Your assignment ::
Exactly as written, output each record given below.

Recorded information ::
++++++++++++++++++++
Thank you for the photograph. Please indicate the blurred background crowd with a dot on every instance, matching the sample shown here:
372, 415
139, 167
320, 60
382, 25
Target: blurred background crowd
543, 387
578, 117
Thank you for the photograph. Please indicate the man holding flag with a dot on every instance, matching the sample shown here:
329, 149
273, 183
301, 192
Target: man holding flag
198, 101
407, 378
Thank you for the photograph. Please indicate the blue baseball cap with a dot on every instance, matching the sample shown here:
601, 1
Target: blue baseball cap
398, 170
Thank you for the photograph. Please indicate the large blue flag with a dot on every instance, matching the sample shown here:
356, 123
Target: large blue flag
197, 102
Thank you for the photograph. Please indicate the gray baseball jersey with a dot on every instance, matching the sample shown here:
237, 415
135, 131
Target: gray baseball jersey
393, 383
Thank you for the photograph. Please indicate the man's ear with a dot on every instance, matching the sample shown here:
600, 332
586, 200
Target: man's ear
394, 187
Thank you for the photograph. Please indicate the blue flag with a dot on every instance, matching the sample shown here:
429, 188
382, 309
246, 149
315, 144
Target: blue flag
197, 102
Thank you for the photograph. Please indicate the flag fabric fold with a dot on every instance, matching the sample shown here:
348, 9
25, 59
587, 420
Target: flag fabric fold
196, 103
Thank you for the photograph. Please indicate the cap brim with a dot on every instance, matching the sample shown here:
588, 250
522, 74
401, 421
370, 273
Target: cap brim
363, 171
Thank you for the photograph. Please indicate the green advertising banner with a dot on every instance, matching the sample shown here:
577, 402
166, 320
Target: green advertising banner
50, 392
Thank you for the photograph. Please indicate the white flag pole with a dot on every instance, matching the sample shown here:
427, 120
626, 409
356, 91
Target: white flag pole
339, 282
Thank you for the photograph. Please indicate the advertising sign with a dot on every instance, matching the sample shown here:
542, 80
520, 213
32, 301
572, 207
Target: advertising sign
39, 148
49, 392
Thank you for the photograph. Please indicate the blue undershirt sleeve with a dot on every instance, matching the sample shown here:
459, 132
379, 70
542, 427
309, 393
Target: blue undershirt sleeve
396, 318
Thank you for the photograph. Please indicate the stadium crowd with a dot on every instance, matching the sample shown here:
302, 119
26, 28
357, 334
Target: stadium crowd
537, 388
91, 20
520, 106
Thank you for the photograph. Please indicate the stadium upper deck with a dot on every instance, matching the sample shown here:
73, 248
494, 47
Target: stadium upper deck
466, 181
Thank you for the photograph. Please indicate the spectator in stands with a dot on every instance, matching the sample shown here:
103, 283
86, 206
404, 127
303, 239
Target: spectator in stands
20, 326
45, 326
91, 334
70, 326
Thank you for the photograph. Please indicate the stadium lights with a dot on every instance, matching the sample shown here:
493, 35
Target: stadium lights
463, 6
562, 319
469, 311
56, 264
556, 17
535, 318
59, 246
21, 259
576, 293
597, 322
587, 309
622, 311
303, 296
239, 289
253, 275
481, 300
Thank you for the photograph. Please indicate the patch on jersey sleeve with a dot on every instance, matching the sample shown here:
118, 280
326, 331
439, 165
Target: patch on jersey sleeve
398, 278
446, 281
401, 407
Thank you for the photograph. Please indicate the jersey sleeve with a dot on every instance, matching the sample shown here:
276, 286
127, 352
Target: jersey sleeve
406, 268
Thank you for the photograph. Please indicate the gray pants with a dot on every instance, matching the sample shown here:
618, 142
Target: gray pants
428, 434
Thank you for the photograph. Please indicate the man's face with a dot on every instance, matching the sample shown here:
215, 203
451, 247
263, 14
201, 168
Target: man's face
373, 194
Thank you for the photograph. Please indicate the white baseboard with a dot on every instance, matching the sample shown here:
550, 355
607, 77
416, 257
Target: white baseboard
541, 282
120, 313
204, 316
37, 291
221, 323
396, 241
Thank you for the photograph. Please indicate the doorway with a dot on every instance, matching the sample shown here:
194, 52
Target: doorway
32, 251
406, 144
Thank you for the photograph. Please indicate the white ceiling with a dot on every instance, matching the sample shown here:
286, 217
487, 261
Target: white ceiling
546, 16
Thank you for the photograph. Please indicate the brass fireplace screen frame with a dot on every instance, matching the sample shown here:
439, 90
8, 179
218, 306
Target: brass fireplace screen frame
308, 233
++++++++++++++++++++
Expected answer ::
Thank you for the photograph. Please indicate the blurred background crowd with a dot on every instance, matching the sample shown here:
372, 415
139, 167
320, 60
382, 25
Target: blurred background crowd
543, 387
578, 117
Thank you for the photograph. Please indicate the man holding flag with a dot on every instance, matching the sample shown here:
329, 149
273, 183
301, 192
Target: man holding flag
198, 101
407, 378
Thank you for the photograph. Please indicate the blue baseball cap with a dot on every instance, matching the sample shown here:
601, 1
Target: blue baseball cap
398, 170
Thank you for the photograph. Please indicate the large blue flag with a dot on every instance, matching the sample shown here:
356, 123
Target: large blue flag
197, 102
Thank you for the photograph. Please indicate the gray baseball jersey with a dot on every instance, matching the sample shown here:
237, 415
135, 131
Target: gray baseball jersey
393, 383
Thank you for the photograph. Please indicate the man's ear with a dot on every instance, matching the sample shown here:
600, 332
586, 200
Target: man's ear
394, 187
Thank you for the photograph. Please indicate the blue flag with a dot on every instance, matching the sample shown here:
429, 188
382, 309
246, 149
315, 144
Target: blue flag
197, 102
Thank you for the photograph. Please indicate the flag fabric fold with a dot on every instance, matching the sample shown here:
348, 9
25, 59
587, 420
Target: flag fabric fold
196, 103
Thank you for the photograph. Please indicate the cap brim with a dot on every instance, matching the sample shown here:
588, 250
522, 74
401, 421
370, 273
Target: cap brim
363, 171
Thank you for the photograph. Please indicate the green advertising banner with a dot on every instance, matching the sample shown here:
577, 402
166, 320
Target: green advertising banner
50, 392
Thank you for the photograph. Please indicate the white flag pole with a dot on every instance, matching the sample shown here:
427, 120
626, 409
356, 91
Target: white flag pole
339, 282
Thank you for the photograph. Please indicate the advertising sign with a dot on every instance, matching the sample shown here:
542, 80
520, 213
32, 301
572, 207
Target: advertising sign
39, 148
49, 392
Thank you for the photograph. Please indicate the blue undershirt sleeve with a dot on every instance, matching the sample shown here:
459, 132
379, 70
542, 427
309, 393
Target: blue undershirt sleeve
396, 318
Thank you for the photograph. Please indicate the stadium crowd with a dot on every instance, matching the sample shown here:
302, 119
26, 28
357, 334
Target: stadium crowd
537, 388
91, 20
520, 106
Thank you for the photograph. Please indicate the stadium upper deck with a dot on every instance, matching the sample shown here:
73, 248
494, 47
Target: stadium upper deck
466, 181
Thank you for the photograph. Please indicate the spectator in stands with a dot on every instance, matching the sample shown here:
103, 283
86, 206
404, 127
303, 239
Target: spectator in stands
20, 326
45, 326
91, 334
70, 326
Thank you for the photograph. Please indicate the stadium lights with a dot on every instance, matching the sample shown here:
493, 35
Target: stadium lights
463, 6
562, 319
469, 311
56, 264
556, 17
535, 318
59, 246
21, 259
576, 293
597, 322
587, 309
622, 311
303, 296
239, 289
253, 275
481, 300
Thank you for the photograph. Please indicate the patch on jersey sleeve with a dot on every instance, matching the sample shown here:
118, 280
326, 331
439, 165
Target: patch on jersey sleeve
398, 278
446, 281
401, 407
Thank you for the photograph. Please indicate the jersey sleeve with a dot on every instance, matching the sample shown here:
276, 286
127, 352
Target: jersey sleeve
406, 268
Thank you for the photograph. Please indicate the gray pants with a dot on every instance, matching the sample shown here:
618, 142
Target: gray pants
428, 434
Thank you for the photograph. Please indicate the man's face with a dot on every instance, matching the sample shown here:
215, 203
451, 247
263, 14
201, 168
Target: man's face
373, 194
Thank you for the photograph. Please indicate the white baseboard with a dot on every instance, matching the sample shown here:
550, 355
607, 77
416, 257
Target: white baseboard
541, 282
120, 313
204, 316
37, 291
221, 323
396, 241
Thank you for the photograph. Please indicate the doorway with a dot on every instance, matching the sample shown here:
194, 52
Target: doorway
32, 251
406, 144
Thank you for the photograph. Please indicate the white ceiling with a dot on every instance, matching the sample shown here:
286, 217
487, 261
Target: white ceiling
546, 16
Thank you for the photograph. Please indicate the brass fireplace screen frame with a dot on every instance, matching the sample shown here:
439, 90
8, 179
218, 306
Target: brass fireplace screen frame
308, 233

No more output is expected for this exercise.